*THE PROBLEM*.
Everything from the line that contains "pediment in this photo." to the end of the data below is to be reproduced verbatim; leave all else out.

- Opening Delimiter -

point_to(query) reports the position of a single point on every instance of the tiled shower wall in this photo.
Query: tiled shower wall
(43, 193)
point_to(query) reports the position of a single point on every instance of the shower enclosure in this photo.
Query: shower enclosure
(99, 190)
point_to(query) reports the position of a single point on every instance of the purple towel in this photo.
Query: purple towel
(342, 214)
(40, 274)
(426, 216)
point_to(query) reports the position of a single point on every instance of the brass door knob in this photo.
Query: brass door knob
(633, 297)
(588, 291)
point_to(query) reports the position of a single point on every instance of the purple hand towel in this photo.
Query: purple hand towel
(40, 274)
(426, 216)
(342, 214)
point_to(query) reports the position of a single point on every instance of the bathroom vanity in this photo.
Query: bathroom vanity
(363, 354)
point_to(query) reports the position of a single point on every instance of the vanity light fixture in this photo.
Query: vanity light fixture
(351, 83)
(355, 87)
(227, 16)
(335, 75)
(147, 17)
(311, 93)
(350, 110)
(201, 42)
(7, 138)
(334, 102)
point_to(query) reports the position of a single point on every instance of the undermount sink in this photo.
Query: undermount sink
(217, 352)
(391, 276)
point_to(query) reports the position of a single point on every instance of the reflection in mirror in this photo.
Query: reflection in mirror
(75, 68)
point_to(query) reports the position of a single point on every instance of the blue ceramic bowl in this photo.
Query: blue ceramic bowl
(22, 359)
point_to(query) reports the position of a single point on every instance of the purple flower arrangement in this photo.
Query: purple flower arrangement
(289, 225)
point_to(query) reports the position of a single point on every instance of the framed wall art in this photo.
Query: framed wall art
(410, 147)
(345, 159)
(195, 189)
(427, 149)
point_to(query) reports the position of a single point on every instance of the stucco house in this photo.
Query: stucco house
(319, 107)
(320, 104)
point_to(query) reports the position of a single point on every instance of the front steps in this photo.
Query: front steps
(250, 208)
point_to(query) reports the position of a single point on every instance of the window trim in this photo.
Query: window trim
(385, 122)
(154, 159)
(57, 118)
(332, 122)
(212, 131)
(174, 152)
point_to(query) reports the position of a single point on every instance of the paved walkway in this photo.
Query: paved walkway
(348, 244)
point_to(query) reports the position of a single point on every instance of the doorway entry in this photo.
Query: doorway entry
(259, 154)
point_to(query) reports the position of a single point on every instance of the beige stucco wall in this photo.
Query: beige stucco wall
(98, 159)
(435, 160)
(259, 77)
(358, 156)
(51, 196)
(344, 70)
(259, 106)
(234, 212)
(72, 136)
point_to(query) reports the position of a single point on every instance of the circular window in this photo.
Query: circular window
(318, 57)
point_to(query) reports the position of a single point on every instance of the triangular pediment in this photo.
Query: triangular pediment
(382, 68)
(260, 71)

- Closing Delimiter -

*PROBLEM SOLUTION*.
point_to(query) reports the position of a single point on every instance of the triangular pediment in this photo.
Query: triangular pediment
(382, 68)
(260, 71)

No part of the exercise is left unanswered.